* Supplied text:
All of lore.kernel.org
 help / color / mirror / Atom feed
From: Minchan Kim <minchan@kernel.org>
To: Nhat Pham <nphamcs@gmail.com>
Cc: akpm@linux-foundation.org, hannes@cmpxchg.org,
	linux-mm@kvack.org, linux-kernel@vger.kernel.org,
	ngupta@vflare.org, senozhatsky@chromium.org, sjenning@redhat.com,
	ddstreet@ieee.org, vitaly.wool@konsulko.com
Subject: Re: [PATCH v4 5/5] zsmalloc: Implement writeback mechanism for zsmalloc
Date: Thu, 17 Nov 2022 14:48:28 -0800	[thread overview]
Message-ID: <Y3a6PGDB5ievPYgQ@google.com> (raw)
In-Reply-To: <20221117163839.230900-6-nphamcs@gmail.com>

On Thu, Nov 17, 2022 at 08:38:39AM -0800, Nhat Pham wrote:
> This commit adds the writeback mechanism for zsmalloc, analogous to the
> zbud allocator. Zsmalloc will attempt to determine the coldest zspage
> (i.e least recently used) in the pool, and attempt to write back all the
> stored compressed objects via the pool's evict handler.
> 
> Signed-off-by: Nhat Pham <nphamcs@gmail.com>
> ---
>  mm/zsmalloc.c | 203 +++++++++++++++++++++++++++++++++++++++++++++-----
>  1 file changed, 184 insertions(+), 19 deletions(-)
> 
> diff --git a/mm/zsmalloc.c b/mm/zsmalloc.c
> index 776d0e15a401..0ab9f173e964 100644
> --- a/mm/zsmalloc.c
> +++ b/mm/zsmalloc.c
> @@ -280,10 +280,13 @@ struct zspage {
>  	struct list_head lru;
>  #endif
> 
> +	bool under_reclaim;
> +
> +	/* list of unfreed handles whose objects have been reclaimed */
> +	unsigned long *deferred_handles;
> +

Guess we don't need to bloat the zspage on !CONFIG_ZPOOL?

>  	struct zs_pool *pool;
> -#ifdef CONFIG_COMPACTION
>  	rwlock_t lock;
> -#endif
>  };
> 
>  struct mapping_area {
> @@ -304,10 +307,11 @@ static bool ZsHugePage(struct zspage *zspage)

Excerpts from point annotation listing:
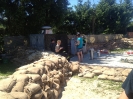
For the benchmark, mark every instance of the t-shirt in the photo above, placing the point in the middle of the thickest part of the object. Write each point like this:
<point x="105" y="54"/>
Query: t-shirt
<point x="80" y="42"/>
<point x="128" y="85"/>
<point x="52" y="47"/>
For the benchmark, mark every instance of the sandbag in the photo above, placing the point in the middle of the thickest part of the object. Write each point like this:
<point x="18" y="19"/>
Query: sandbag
<point x="34" y="77"/>
<point x="44" y="78"/>
<point x="74" y="67"/>
<point x="25" y="67"/>
<point x="37" y="95"/>
<point x="40" y="63"/>
<point x="56" y="86"/>
<point x="21" y="78"/>
<point x="19" y="95"/>
<point x="56" y="81"/>
<point x="56" y="94"/>
<point x="64" y="60"/>
<point x="49" y="63"/>
<point x="33" y="70"/>
<point x="32" y="88"/>
<point x="19" y="87"/>
<point x="55" y="61"/>
<point x="4" y="95"/>
<point x="20" y="72"/>
<point x="6" y="85"/>
<point x="41" y="67"/>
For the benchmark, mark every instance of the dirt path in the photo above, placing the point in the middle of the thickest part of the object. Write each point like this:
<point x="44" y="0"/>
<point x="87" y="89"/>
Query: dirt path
<point x="87" y="88"/>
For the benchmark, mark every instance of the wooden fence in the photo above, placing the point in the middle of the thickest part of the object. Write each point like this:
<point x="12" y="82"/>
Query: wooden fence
<point x="99" y="38"/>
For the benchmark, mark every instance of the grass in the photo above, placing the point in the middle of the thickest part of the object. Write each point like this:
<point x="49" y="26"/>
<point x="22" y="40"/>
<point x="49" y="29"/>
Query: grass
<point x="119" y="50"/>
<point x="7" y="68"/>
<point x="103" y="84"/>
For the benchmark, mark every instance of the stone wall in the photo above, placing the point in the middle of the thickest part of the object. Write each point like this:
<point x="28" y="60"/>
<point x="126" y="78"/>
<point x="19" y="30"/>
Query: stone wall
<point x="45" y="77"/>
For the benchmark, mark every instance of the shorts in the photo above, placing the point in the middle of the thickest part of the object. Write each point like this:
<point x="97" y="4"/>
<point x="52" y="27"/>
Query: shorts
<point x="79" y="49"/>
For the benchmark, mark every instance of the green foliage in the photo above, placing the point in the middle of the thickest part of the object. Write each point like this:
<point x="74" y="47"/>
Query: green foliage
<point x="23" y="17"/>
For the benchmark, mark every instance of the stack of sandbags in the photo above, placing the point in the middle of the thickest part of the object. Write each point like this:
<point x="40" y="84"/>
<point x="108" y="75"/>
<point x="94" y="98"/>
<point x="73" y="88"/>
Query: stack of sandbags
<point x="41" y="79"/>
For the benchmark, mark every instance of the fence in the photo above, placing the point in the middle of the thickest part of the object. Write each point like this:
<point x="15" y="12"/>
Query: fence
<point x="12" y="42"/>
<point x="41" y="41"/>
<point x="99" y="38"/>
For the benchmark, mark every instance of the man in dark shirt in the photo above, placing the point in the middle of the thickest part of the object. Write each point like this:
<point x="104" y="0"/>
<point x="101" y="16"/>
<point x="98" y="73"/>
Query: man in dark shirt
<point x="52" y="45"/>
<point x="128" y="87"/>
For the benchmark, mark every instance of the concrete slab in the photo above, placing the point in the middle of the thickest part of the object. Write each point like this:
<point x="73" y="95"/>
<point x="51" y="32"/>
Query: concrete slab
<point x="111" y="60"/>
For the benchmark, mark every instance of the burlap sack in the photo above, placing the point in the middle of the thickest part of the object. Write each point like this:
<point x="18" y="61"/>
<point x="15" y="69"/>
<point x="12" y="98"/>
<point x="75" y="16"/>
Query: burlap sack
<point x="50" y="94"/>
<point x="49" y="63"/>
<point x="33" y="70"/>
<point x="64" y="60"/>
<point x="6" y="85"/>
<point x="55" y="86"/>
<point x="20" y="72"/>
<point x="41" y="67"/>
<point x="56" y="94"/>
<point x="59" y="60"/>
<point x="57" y="76"/>
<point x="57" y="81"/>
<point x="19" y="87"/>
<point x="74" y="67"/>
<point x="25" y="67"/>
<point x="4" y="95"/>
<point x="55" y="61"/>
<point x="21" y="78"/>
<point x="44" y="78"/>
<point x="19" y="95"/>
<point x="34" y="77"/>
<point x="41" y="62"/>
<point x="32" y="88"/>
<point x="37" y="95"/>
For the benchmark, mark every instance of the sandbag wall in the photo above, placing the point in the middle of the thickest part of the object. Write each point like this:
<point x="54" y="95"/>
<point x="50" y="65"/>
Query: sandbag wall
<point x="42" y="79"/>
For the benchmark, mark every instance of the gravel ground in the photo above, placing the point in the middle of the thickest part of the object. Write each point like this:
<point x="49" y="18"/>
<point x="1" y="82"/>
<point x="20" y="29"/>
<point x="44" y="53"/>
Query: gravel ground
<point x="91" y="88"/>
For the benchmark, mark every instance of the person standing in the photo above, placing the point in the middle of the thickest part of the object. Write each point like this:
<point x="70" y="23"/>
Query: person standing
<point x="79" y="45"/>
<point x="128" y="87"/>
<point x="52" y="45"/>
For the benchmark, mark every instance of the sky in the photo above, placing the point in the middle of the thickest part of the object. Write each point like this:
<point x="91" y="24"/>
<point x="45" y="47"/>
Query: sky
<point x="74" y="2"/>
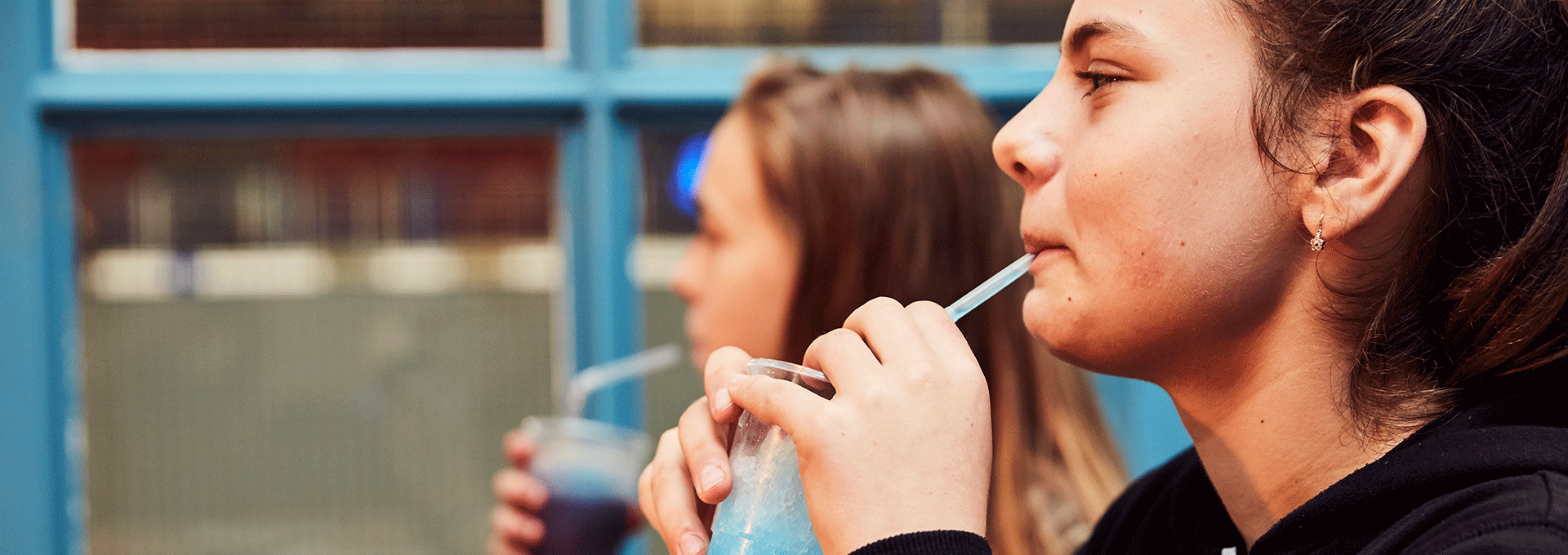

* Tasks for this exercise:
(a) In the mailing-list message, which allocator is the new zsmalloc writeback mechanism described as analogous to?
(b) Transcribe the mailing-list message starting with "All of lore.kernel.org" and going on through "Message-ID: <Y3a6PGDB5ievPYgQ@google.com> (raw)".
(c) List the names of all header fields that appear at the top of the mailing-list message.
The listing has no connection to the mailing-list message.

* Task solutions:
(a) The zbud allocator.

(b)
All of lore.kernel.org
 help / color / mirror / Atom feed
From: Minchan Kim <minchan@kernel.org>
To: Nhat Pham <nphamcs@gmail.com>
Cc: akpm@linux-foundation.org, hannes@cmpxchg.org,
	linux-mm@kvack.org, linux-kernel@vger.kernel.org,
	ngupta@vflare.org, senozhatsky@chromium.org, sjenning@redhat.com,
	ddstreet@ieee.org, vitaly.wool@konsulko.com
Subject: Re: [PATCH v4 5/5] zsmalloc: Implement writeback mechanism for zsmalloc
Date: Thu, 17 Nov 2022 14:48:28 -0800	[thread overview]
Message-ID: <Y3a6PGDB5ievPYgQ@google.com> (raw)

(c) From, To, Cc, Subject, Date, Message-ID, In-Reply-To